■ The task:
Print nothing but the lines below starting at the line that holds "217L108 221L119 216L115" and ending at the line that holds "positive clicks: (36, 253)", including both, each exactly as written.

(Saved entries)
-*-*-

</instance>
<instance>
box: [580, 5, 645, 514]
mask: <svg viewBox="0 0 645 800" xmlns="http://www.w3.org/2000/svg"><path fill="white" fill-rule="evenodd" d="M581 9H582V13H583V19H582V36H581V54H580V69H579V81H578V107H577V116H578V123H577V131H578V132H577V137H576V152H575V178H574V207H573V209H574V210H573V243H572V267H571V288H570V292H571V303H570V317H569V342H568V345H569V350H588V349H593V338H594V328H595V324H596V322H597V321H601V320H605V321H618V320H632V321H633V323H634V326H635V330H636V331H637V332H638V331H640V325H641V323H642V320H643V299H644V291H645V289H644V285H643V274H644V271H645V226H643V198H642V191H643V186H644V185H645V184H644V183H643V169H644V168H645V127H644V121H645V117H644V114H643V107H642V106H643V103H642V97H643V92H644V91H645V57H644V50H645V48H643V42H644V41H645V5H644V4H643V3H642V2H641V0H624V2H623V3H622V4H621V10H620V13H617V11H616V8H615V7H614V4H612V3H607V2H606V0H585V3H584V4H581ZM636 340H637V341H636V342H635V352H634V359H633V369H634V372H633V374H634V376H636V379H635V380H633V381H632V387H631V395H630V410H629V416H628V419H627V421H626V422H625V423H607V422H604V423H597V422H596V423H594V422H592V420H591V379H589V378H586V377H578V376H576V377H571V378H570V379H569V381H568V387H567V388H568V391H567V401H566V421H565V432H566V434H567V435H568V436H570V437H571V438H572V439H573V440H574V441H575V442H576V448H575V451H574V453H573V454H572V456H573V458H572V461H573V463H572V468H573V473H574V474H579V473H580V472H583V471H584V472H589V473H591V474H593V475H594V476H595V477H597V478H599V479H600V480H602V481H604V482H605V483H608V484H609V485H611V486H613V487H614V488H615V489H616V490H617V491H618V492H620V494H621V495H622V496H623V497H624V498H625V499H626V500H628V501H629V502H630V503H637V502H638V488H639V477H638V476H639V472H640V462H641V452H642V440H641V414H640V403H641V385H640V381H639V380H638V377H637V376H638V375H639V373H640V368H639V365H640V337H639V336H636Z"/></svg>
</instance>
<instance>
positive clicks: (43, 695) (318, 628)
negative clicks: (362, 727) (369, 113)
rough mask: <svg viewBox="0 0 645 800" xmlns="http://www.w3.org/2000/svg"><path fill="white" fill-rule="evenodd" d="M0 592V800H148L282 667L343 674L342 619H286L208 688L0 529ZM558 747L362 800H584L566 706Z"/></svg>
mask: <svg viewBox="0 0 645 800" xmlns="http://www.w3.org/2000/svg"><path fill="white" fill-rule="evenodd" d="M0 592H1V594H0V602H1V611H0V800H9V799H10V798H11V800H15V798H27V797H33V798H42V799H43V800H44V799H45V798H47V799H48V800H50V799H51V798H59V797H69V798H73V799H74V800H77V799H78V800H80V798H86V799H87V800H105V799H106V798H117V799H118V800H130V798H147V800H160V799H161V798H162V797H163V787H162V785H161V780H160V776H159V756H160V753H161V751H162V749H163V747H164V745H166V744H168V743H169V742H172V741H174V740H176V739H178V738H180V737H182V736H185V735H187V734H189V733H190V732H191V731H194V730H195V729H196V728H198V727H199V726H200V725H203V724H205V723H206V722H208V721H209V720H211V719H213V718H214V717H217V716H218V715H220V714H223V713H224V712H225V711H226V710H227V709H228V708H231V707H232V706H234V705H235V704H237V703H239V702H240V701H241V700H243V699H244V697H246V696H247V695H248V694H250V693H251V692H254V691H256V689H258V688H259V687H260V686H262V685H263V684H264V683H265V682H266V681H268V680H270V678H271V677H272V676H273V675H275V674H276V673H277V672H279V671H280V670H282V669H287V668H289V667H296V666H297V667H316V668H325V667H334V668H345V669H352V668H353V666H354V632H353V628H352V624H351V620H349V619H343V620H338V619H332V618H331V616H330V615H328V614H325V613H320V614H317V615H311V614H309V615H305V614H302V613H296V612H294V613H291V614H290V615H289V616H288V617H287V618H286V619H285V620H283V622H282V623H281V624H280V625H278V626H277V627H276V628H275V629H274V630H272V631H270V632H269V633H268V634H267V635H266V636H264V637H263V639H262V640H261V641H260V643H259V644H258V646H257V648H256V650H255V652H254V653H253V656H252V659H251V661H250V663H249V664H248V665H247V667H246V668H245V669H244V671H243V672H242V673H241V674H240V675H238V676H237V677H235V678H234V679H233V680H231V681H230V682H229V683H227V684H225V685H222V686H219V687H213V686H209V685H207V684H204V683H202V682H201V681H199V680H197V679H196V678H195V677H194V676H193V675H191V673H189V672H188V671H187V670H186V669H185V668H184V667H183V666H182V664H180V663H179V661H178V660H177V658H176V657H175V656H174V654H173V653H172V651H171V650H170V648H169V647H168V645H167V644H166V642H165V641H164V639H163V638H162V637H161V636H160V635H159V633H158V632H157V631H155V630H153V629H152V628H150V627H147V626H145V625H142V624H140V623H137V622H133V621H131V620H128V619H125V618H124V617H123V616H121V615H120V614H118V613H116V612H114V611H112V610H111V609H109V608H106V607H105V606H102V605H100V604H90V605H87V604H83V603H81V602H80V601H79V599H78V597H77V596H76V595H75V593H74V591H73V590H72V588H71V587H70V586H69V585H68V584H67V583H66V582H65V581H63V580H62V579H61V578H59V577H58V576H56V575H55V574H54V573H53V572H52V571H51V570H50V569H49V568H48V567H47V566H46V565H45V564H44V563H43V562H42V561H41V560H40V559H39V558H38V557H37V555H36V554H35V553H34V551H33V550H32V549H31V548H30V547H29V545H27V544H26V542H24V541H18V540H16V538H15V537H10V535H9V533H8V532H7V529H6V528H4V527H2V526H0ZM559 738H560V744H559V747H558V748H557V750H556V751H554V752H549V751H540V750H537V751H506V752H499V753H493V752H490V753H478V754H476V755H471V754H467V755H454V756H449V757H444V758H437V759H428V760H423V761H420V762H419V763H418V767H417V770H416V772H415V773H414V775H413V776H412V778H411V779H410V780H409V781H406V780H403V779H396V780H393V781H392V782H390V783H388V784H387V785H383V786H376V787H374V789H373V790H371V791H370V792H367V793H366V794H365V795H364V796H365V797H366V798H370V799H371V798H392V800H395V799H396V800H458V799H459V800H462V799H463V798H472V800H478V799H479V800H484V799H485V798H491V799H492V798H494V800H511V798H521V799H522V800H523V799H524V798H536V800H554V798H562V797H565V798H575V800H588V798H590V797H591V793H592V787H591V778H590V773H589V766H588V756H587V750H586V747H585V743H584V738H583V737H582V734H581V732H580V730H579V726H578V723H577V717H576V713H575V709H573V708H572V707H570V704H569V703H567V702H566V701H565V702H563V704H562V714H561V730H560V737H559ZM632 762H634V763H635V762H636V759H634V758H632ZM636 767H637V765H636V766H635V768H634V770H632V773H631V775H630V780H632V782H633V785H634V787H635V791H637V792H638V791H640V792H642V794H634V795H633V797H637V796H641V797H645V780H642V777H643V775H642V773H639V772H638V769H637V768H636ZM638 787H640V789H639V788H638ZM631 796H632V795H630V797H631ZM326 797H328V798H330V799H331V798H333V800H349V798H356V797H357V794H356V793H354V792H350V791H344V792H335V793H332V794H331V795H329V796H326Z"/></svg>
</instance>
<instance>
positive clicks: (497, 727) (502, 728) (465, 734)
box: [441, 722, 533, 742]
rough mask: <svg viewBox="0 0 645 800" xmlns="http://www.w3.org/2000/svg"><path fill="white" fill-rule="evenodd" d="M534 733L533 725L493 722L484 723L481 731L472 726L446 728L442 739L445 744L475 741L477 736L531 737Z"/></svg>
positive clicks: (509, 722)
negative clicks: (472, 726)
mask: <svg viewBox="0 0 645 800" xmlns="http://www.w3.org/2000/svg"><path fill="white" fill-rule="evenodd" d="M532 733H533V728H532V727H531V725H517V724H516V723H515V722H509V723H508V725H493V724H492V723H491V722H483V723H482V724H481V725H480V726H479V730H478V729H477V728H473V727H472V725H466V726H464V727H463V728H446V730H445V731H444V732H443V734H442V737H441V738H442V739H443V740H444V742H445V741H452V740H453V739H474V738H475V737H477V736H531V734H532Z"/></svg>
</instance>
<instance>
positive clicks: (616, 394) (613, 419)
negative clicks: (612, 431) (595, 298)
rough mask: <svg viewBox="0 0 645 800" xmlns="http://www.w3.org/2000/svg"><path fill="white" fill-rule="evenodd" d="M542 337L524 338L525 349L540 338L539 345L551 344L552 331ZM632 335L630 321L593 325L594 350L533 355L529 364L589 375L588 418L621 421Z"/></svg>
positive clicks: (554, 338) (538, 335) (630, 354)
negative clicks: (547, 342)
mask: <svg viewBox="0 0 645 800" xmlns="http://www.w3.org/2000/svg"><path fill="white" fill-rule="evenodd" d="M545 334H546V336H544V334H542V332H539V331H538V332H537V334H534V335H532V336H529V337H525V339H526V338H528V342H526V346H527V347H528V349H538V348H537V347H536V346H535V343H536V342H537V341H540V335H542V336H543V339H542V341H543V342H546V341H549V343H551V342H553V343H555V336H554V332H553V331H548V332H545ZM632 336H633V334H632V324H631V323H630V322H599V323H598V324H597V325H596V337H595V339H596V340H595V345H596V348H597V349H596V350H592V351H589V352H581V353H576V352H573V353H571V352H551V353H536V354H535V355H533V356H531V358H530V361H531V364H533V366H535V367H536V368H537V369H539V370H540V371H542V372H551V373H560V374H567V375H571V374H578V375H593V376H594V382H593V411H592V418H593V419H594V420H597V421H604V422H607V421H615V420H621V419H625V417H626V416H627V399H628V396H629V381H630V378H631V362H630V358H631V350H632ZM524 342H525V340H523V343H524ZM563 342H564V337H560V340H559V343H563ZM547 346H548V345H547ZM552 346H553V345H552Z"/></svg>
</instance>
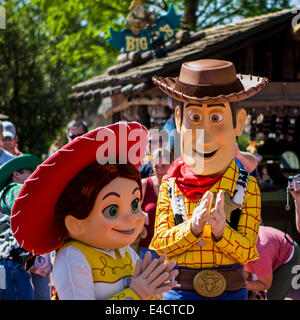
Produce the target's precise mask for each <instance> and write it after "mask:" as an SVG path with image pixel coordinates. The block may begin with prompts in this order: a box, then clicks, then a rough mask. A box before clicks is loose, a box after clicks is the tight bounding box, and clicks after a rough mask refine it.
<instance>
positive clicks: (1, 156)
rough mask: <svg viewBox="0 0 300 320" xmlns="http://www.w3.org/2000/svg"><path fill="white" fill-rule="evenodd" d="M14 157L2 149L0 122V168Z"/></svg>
mask: <svg viewBox="0 0 300 320" xmlns="http://www.w3.org/2000/svg"><path fill="white" fill-rule="evenodd" d="M14 157H15V156H14V155H12V154H11V153H9V152H8V151H6V150H5V149H4V148H3V123H2V122H1V121H0V166H2V165H3V164H4V163H5V162H7V161H9V160H11V159H13V158H14Z"/></svg>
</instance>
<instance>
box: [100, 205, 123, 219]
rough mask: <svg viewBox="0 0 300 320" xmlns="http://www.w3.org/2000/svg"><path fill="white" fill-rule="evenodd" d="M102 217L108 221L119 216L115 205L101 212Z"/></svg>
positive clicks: (103, 210)
mask: <svg viewBox="0 0 300 320" xmlns="http://www.w3.org/2000/svg"><path fill="white" fill-rule="evenodd" d="M102 213H103V215H104V216H105V217H106V218H108V219H114V218H116V217H117V216H118V214H119V207H118V206H117V205H116V204H111V205H110V206H108V207H106V208H105V209H103V210H102Z"/></svg>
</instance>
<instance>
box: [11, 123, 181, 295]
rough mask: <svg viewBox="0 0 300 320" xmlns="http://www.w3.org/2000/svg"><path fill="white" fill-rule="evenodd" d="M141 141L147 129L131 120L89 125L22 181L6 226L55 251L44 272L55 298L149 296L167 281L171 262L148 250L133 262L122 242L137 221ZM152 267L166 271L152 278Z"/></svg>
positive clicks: (36, 253)
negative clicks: (143, 262)
mask: <svg viewBox="0 0 300 320" xmlns="http://www.w3.org/2000/svg"><path fill="white" fill-rule="evenodd" d="M146 144H147V130H146V128H145V127H143V126H142V125H140V124H138V123H136V122H131V123H125V122H120V123H116V124H113V125H110V126H107V127H101V128H97V129H95V130H94V131H92V132H89V133H87V134H85V135H83V136H80V137H78V138H76V139H74V140H73V141H72V142H70V143H68V144H67V145H66V146H64V147H63V148H62V149H60V150H58V151H57V152H56V153H55V154H54V155H53V156H51V157H50V158H49V159H47V160H46V161H45V162H44V163H42V164H41V165H40V166H39V168H38V169H37V170H36V171H35V172H34V173H33V174H32V175H31V177H30V178H29V179H28V180H27V181H26V183H25V184H24V187H23V188H22V190H21V192H20V194H19V197H18V198H17V200H16V202H15V205H14V207H13V212H12V217H11V225H12V230H13V233H14V236H15V238H16V239H17V241H18V243H19V244H20V245H21V246H22V247H23V248H25V249H26V250H27V251H29V252H32V253H33V254H45V253H49V252H51V251H54V250H58V252H57V255H56V259H55V261H54V265H53V273H52V275H53V281H54V286H55V289H56V291H57V295H58V298H59V299H63V300H65V299H67V300H73V299H83V300H85V299H98V300H99V299H113V300H124V299H150V298H155V297H156V296H157V295H159V294H162V293H163V292H165V291H166V290H169V289H170V288H172V287H173V285H170V284H169V283H170V280H171V279H172V277H174V274H177V273H176V272H172V269H173V267H174V264H164V261H163V260H164V259H160V260H159V261H156V262H155V263H153V262H150V260H149V257H148V260H147V262H146V263H143V265H141V263H140V261H138V260H137V259H138V256H137V255H136V253H135V252H134V251H133V250H132V249H131V248H130V247H129V245H130V243H131V242H133V240H134V239H135V238H136V237H137V235H138V233H139V232H140V231H141V229H142V227H143V225H144V214H143V212H142V211H141V210H140V203H139V202H140V199H141V197H142V195H141V182H140V175H139V172H138V167H139V165H140V163H141V160H142V159H143V156H144V153H145V149H146ZM161 264H164V266H165V267H164V268H161ZM156 267H160V269H159V270H158V272H155V271H156ZM160 270H164V272H167V277H165V278H164V279H162V278H160V279H159V281H157V277H159V276H160V275H161V272H160ZM145 279H147V280H145ZM153 281H156V284H155V286H156V288H155V289H154V290H153V289H152V288H153V285H152V284H153ZM159 282H160V284H158V283H159ZM165 282H166V283H165ZM155 286H154V287H155ZM158 287H159V288H158ZM161 287H163V289H161Z"/></svg>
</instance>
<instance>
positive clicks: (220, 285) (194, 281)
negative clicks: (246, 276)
mask: <svg viewBox="0 0 300 320" xmlns="http://www.w3.org/2000/svg"><path fill="white" fill-rule="evenodd" d="M178 270H179V274H178V276H177V277H176V281H177V282H178V284H179V285H180V287H179V286H178V287H177V288H176V289H178V290H185V291H197V292H198V293H199V294H201V295H203V296H205V297H216V296H219V295H220V294H222V293H223V292H224V291H235V290H239V289H241V288H246V278H245V272H244V268H217V269H214V268H210V269H178Z"/></svg>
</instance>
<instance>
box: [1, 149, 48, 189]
mask: <svg viewBox="0 0 300 320" xmlns="http://www.w3.org/2000/svg"><path fill="white" fill-rule="evenodd" d="M41 162H42V160H41V159H40V158H39V157H37V156H35V155H32V154H23V155H21V156H18V157H15V158H13V159H11V160H9V161H7V162H5V163H4V164H3V165H2V166H1V167H0V190H2V189H3V188H4V187H5V186H6V184H7V182H8V179H9V178H10V176H11V175H12V174H13V172H14V171H18V170H21V169H30V170H32V171H34V170H35V169H36V167H37V166H38V165H39V164H40V163H41Z"/></svg>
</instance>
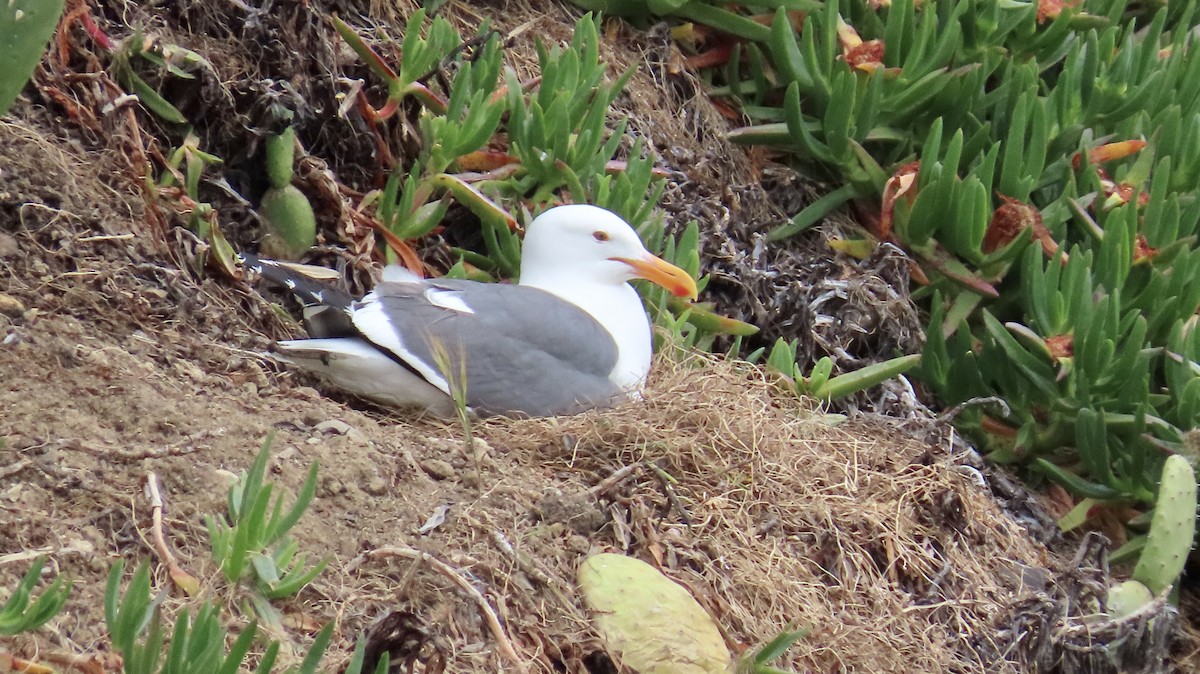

-*-*-

■ Final answer:
rough mask: <svg viewBox="0 0 300 320" xmlns="http://www.w3.org/2000/svg"><path fill="white" fill-rule="evenodd" d="M102 217L108 221L119 216L115 205L101 212Z"/></svg>
positive clicks: (103, 210)
mask: <svg viewBox="0 0 300 320" xmlns="http://www.w3.org/2000/svg"><path fill="white" fill-rule="evenodd" d="M102 213H103V215H104V216H105V217H106V218H108V219H114V218H116V217H117V216H118V214H119V207H118V206H117V205H116V204H111V205H110V206H108V207H106V208H105V209H103V210H102Z"/></svg>
</instance>
<instance>
box: [11, 123, 181, 295]
rough mask: <svg viewBox="0 0 300 320" xmlns="http://www.w3.org/2000/svg"><path fill="white" fill-rule="evenodd" d="M141 141L147 129L131 120L89 125L22 181L6 226L55 251L44 272L55 298L149 296L167 281L171 262L148 250L133 262L122 242L137 221ZM152 267L166 271L152 278Z"/></svg>
positive clicks: (36, 253)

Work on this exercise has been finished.